_GOAL_
Beginning at the line that contains "of the dark", transcribe the remaining lines of the listing exactly; include the final line and omit everything before.

_EXERCISE MATERIALS_

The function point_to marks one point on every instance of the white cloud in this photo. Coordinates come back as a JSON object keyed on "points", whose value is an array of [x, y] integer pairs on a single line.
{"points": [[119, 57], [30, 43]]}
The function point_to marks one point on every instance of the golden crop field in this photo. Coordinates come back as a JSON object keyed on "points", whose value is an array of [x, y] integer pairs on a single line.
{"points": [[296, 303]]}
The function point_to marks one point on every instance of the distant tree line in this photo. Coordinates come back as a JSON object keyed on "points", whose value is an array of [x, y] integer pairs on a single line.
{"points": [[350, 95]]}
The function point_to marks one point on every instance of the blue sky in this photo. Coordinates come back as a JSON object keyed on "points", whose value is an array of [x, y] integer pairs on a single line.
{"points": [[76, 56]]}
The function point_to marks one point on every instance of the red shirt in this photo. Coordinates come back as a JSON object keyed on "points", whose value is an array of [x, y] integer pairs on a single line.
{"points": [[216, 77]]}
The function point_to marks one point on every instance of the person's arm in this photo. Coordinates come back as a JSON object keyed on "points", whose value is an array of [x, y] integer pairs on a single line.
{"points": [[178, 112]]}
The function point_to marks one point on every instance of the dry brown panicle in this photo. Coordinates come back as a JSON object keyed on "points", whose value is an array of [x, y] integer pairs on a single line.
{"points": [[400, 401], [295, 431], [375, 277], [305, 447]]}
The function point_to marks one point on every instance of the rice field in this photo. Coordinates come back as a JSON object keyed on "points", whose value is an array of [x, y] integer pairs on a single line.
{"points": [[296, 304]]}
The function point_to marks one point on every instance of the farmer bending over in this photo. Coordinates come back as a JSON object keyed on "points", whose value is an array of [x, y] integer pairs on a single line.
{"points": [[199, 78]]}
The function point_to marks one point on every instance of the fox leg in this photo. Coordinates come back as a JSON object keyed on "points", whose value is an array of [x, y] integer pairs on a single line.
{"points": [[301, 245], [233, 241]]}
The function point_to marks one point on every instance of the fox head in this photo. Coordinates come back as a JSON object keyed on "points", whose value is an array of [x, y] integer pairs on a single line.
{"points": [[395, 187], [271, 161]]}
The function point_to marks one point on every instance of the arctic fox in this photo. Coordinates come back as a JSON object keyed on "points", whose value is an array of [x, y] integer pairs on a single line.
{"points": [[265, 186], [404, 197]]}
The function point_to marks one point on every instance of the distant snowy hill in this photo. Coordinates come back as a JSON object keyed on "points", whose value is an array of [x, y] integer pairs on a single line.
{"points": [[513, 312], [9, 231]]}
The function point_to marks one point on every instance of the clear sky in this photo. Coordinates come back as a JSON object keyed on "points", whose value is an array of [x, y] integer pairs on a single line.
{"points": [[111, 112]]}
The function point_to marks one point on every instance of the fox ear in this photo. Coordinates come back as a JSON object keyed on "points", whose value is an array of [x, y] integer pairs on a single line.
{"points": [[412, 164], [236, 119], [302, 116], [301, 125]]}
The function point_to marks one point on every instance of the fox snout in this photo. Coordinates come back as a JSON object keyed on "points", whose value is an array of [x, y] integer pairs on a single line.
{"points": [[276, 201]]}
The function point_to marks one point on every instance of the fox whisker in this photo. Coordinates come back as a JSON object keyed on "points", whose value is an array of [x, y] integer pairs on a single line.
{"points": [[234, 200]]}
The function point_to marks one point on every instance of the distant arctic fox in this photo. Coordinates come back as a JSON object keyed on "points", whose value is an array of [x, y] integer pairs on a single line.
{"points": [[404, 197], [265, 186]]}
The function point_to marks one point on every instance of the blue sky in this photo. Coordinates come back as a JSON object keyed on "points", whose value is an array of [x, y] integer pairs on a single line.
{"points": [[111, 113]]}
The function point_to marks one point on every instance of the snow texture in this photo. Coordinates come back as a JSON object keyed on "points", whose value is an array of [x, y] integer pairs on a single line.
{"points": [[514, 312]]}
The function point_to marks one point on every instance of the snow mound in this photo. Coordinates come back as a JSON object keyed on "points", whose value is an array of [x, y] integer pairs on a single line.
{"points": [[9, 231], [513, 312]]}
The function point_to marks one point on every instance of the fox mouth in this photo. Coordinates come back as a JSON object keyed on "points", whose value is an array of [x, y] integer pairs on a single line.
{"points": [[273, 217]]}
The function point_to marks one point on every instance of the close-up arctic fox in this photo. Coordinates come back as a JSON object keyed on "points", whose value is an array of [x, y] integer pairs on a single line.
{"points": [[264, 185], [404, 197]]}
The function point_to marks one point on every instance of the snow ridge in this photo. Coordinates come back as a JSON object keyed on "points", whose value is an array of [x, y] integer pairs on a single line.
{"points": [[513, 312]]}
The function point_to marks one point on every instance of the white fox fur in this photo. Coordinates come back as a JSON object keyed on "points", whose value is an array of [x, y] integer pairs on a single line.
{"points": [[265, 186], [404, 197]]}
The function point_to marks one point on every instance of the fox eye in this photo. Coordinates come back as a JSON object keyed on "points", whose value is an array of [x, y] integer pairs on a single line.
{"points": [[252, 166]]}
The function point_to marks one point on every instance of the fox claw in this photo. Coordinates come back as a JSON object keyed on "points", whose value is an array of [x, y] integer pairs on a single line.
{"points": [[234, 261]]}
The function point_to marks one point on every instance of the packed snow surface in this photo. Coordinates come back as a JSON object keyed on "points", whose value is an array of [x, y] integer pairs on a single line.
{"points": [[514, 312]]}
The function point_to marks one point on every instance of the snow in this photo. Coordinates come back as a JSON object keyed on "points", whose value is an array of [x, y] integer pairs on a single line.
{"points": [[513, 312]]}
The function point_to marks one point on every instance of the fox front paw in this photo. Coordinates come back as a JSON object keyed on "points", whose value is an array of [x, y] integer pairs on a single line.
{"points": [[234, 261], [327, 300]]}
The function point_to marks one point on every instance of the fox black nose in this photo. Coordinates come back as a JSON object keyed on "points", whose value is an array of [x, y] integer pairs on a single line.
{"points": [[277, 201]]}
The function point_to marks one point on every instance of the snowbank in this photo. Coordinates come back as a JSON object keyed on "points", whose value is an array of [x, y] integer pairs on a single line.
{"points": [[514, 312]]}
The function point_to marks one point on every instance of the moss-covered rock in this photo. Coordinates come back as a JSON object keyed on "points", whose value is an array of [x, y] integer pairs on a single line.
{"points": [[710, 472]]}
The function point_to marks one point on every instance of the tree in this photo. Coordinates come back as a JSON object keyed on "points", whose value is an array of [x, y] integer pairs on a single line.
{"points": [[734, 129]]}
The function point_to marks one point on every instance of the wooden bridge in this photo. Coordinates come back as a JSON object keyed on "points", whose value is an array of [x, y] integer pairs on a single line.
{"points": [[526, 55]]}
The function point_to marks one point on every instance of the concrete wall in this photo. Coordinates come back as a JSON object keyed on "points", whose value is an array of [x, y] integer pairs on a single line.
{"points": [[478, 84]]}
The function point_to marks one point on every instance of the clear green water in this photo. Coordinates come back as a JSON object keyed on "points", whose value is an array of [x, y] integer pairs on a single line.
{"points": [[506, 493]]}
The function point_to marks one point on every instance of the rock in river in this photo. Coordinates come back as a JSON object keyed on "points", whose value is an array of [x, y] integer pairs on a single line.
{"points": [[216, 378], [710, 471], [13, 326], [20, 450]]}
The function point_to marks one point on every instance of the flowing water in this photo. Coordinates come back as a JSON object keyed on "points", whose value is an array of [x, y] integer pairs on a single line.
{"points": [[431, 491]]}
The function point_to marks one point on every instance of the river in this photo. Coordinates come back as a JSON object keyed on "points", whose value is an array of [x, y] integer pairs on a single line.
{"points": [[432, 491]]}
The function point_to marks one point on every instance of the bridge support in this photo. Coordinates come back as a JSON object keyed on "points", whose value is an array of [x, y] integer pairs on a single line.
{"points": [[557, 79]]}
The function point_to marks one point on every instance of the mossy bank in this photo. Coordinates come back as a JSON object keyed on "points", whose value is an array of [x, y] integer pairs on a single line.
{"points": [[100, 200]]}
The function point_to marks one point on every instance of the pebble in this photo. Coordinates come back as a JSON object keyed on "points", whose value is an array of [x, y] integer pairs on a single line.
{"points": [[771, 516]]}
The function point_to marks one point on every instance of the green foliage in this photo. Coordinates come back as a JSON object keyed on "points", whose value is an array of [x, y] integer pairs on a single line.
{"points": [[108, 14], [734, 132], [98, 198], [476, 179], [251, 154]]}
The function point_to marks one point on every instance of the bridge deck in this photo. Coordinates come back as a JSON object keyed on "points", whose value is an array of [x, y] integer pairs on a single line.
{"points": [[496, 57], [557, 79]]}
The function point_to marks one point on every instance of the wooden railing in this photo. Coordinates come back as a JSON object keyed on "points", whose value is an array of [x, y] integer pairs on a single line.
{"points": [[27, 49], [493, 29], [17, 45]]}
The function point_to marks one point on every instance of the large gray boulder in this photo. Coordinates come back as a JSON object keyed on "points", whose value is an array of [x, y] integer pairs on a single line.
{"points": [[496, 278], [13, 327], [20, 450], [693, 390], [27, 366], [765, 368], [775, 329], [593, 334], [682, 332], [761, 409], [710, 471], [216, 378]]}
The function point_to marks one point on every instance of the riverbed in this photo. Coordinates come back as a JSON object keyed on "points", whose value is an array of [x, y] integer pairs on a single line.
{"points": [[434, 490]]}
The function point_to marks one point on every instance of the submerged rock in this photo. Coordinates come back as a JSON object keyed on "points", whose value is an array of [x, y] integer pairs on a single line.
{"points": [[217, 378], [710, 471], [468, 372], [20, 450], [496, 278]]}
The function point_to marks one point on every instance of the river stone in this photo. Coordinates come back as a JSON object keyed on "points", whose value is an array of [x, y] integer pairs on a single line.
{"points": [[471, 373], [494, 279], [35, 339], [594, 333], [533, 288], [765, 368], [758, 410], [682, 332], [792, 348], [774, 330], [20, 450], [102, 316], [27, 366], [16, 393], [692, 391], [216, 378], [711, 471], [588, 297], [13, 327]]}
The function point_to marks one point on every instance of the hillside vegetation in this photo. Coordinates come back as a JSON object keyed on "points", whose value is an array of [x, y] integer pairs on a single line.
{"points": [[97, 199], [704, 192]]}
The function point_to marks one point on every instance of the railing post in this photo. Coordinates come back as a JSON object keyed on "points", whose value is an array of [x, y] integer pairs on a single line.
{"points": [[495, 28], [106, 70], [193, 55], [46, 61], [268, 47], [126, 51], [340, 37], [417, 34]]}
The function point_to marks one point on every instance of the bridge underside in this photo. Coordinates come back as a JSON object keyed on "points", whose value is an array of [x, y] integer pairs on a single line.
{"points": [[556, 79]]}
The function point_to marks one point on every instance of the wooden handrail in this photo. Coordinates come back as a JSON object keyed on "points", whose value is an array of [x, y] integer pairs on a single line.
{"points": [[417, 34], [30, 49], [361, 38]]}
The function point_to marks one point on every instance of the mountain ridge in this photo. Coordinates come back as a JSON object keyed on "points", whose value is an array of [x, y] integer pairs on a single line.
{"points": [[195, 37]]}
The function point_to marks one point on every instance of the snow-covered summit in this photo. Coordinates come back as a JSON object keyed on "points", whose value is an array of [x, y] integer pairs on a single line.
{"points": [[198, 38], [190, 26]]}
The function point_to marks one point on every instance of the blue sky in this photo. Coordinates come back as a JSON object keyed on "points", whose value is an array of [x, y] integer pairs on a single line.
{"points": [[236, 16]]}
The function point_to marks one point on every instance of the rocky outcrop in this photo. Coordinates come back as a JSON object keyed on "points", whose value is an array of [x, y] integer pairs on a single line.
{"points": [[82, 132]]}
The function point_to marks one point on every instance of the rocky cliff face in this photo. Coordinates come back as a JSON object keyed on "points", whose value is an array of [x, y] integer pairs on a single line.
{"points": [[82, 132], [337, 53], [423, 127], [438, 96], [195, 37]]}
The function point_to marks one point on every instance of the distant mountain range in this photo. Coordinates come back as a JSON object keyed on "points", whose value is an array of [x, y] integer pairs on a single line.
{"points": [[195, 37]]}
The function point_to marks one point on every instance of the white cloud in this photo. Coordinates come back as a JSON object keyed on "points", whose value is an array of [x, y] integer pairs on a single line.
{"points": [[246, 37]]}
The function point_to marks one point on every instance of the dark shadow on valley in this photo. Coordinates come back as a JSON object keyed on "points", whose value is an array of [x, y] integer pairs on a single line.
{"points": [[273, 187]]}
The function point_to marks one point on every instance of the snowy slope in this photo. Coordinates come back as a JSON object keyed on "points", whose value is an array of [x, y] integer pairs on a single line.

_THE REPLY_
The function point_to marks one point on every instance of the dark shadow on valley in this photo. Coordinates come back as a JSON object keyed on "points", whose value is an array of [x, y] integer pairs on a single line.
{"points": [[273, 187]]}
The function point_to marks one point on every instance of the snowy slope in this photo. Coordinates come back as a JSON object keyed on "points", whose value is an array of [x, y] integer pairs on a single line.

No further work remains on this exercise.